ACTION ITEM
Would you count the lines in the material below that include the string "beach"? Only the number is needed.

· · · · · · ·

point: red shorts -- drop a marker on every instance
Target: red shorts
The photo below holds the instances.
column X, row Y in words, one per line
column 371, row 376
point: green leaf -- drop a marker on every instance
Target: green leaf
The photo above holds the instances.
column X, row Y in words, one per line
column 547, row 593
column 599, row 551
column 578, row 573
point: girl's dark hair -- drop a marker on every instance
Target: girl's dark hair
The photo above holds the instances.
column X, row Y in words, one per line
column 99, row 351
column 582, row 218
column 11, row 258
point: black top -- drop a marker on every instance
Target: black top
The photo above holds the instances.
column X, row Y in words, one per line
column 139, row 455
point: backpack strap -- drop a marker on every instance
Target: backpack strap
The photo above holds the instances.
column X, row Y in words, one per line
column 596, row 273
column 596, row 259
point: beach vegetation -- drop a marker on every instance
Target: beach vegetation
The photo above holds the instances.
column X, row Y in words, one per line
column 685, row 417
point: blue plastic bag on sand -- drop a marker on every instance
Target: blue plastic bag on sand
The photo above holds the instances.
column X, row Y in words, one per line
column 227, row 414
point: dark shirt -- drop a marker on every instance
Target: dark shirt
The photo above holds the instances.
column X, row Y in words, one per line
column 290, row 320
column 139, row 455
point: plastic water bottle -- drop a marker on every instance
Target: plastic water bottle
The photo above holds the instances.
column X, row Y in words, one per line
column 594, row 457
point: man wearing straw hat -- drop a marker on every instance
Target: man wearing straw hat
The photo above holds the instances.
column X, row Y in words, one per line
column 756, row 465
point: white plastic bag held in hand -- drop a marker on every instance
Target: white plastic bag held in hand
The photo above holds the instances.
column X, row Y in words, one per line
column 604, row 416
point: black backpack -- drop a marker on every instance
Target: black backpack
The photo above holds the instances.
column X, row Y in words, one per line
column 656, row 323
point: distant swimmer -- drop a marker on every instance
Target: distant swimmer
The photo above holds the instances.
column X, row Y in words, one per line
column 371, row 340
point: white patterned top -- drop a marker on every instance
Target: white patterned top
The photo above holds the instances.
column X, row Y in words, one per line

· · · · · · ·

RESPONSE TO THIS TASK
2